Could you restate the entries below word for word and leave out the pictures?

Collected data
==============================
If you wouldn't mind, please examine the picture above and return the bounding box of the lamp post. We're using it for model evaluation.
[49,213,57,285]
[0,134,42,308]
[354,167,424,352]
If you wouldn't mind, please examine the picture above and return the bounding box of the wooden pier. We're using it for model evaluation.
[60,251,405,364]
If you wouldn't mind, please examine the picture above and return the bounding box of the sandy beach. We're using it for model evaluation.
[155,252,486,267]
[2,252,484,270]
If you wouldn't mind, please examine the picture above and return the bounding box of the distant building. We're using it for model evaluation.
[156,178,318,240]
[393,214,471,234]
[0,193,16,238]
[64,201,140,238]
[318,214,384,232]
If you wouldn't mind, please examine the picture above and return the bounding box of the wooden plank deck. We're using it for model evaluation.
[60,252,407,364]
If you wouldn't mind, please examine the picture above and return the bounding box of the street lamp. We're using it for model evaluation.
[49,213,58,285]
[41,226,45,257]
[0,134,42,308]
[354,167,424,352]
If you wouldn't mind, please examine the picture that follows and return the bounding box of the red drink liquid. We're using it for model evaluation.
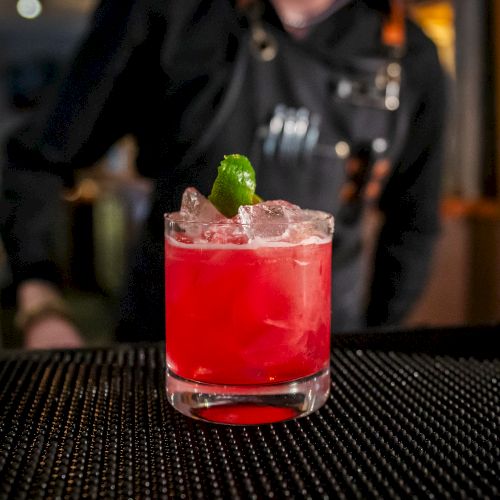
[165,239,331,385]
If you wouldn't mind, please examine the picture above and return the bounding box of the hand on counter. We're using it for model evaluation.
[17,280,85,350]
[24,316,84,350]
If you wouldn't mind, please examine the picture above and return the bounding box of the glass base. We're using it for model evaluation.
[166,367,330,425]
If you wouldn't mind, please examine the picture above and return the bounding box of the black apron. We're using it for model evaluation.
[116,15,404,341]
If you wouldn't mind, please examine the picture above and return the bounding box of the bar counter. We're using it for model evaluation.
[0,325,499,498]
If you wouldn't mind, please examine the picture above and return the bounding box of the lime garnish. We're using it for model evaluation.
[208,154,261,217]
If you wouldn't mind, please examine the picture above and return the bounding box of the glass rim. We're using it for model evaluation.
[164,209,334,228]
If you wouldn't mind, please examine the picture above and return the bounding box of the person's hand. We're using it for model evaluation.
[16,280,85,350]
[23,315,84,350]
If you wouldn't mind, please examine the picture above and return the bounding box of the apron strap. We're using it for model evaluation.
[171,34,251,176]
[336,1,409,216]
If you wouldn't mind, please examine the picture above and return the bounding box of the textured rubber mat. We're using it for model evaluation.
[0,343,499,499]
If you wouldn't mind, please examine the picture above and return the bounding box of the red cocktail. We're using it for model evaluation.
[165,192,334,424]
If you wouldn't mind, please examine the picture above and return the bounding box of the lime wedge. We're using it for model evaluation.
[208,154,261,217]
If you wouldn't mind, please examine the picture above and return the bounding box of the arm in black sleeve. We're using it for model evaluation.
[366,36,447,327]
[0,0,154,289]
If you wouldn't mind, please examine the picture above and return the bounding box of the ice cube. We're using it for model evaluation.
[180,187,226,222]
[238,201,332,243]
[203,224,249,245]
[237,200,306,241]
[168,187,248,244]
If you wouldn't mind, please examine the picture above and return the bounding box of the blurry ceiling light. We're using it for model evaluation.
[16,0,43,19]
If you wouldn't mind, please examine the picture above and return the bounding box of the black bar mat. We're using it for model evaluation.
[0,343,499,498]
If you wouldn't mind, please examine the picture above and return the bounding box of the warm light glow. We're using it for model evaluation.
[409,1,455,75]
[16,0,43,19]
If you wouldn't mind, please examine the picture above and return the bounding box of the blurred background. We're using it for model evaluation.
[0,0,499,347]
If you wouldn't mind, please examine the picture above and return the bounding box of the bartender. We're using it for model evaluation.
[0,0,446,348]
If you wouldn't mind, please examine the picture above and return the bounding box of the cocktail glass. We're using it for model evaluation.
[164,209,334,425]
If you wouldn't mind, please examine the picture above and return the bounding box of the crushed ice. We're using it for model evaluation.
==============================
- **Exercise response**
If you wouldn't mind, please examine the picture above and return the bounding box of the lamp post. We're using it for model evaluation.
[49,213,57,285]
[0,134,42,308]
[354,167,424,352]
If you wouldn't mind, please examine the picture above and return the bounding box of the wooden pier. We're using it for model evaluation.
[60,251,405,364]
If you wouldn't mind, please examine the picture above and return the bounding box of the sandy beach. We're using it for model evaluation.
[155,252,486,267]
[2,252,484,270]
If you wouldn't mind, please examine the picture above and return the bounding box of the distant building. We're using it for model evaluation.
[156,178,318,240]
[393,214,471,234]
[0,193,16,238]
[64,201,140,238]
[318,214,384,232]
If you wouldn't mind, please examine the picture above and return the bounding box of the wooden plank deck. We're using it for model evaluation.
[60,252,407,364]
If you wouldn't mind, please examine the picture above and return the bounding box of the street lamp. We're using it for model evaluation.
[49,213,58,285]
[41,226,45,257]
[0,134,42,308]
[354,167,424,352]
If you wouldn't mind, please examine the picture that follows and return the bounding box of the red drink liquid. We're using it for model evaluation.
[165,239,331,385]
If you wouldn't mind, please examine the picture above and return the bounding box of the hand on counter. We're using it for model evaluation.
[17,280,85,350]
[24,316,84,350]
If you wouldn't mind, please examine the picture above and return the bounding box of the glass base. We're using it for model evaluation.
[166,367,330,425]
If you wouldn't mind, please examine the picture above and return the bounding box of the black apron. We're using it for model evaluation.
[116,15,404,341]
If you wouldn't mind, please examine the picture above and return the bounding box of the bar counter. We're using it for model evaluation.
[0,325,499,498]
If you wouldn't mind, please examine the picture above and return the bounding box of the lime garnish. We're using it for model evaluation.
[208,154,261,217]
If you wouldn't mind, please examine the picture above and return the bounding box of the glass rim. We're using it for model evaluation.
[164,209,334,228]
If you wouldn't mind, please examine the picture above and return the bounding box of the person's hand. We're using it for model evaluation.
[16,280,85,350]
[23,315,84,350]
If you wouldn't mind, please examine the picture above and return the bounding box of the apron strap. We're using it for model evaluation.
[171,34,251,176]
[336,1,409,216]
If you wouldn't mind, please examine the picture above and return the bounding box of the textured rubber mat. We're using it for model evaluation.
[0,343,499,499]
If you wouldn't mind, please examine the picture above and return the bounding box of the red cocktail. We're using it for model evaluation.
[165,192,334,424]
If you wouldn't mind, please examine the picture above and return the bounding box of the lime wedge. We're using it for model evaluation.
[208,154,261,217]
If you wouldn't mind, please examine the picture above and return the bounding box of the arm in black sleeve. We're using it for model evaluation.
[366,36,447,327]
[0,0,154,289]
If you wouldn't mind, please examine the picture above and return the bounding box of the ice cube. We're using it for model evaluation.
[180,187,226,222]
[238,201,332,243]
[203,224,249,245]
[237,200,306,241]
[168,187,248,244]
If you wouldn't mind, please examine the picture above and return the bounding box of the blurry ceiling light. We're using it for model evaluation.
[16,0,43,19]
If you wouldn't mind, please examine the picture above and return the bounding box of the black bar mat. We're using it for model evaluation.
[0,343,499,498]
If you wouldn't mind, please examine the picture above and return the bounding box of the warm light glow. We're using it for model evaluation.
[409,1,455,75]
[16,0,43,19]
If you wouldn't mind, please examine the picture above and return the bounding box of the blurred background. We're using it for model evaluation.
[0,0,499,347]
If you wouldn't mind, please examine the picture above and return the bounding box of the bartender. We're using it for model evaluation.
[0,0,446,348]
If you wouldn't mind, please examine the picture above and return the bounding box of the cocktail glass. We're using it for model evaluation.
[164,209,334,425]
If you wouldn't mind, please examine the picture above and return the bounding box of the crushed ice. We're using it for model evaluation.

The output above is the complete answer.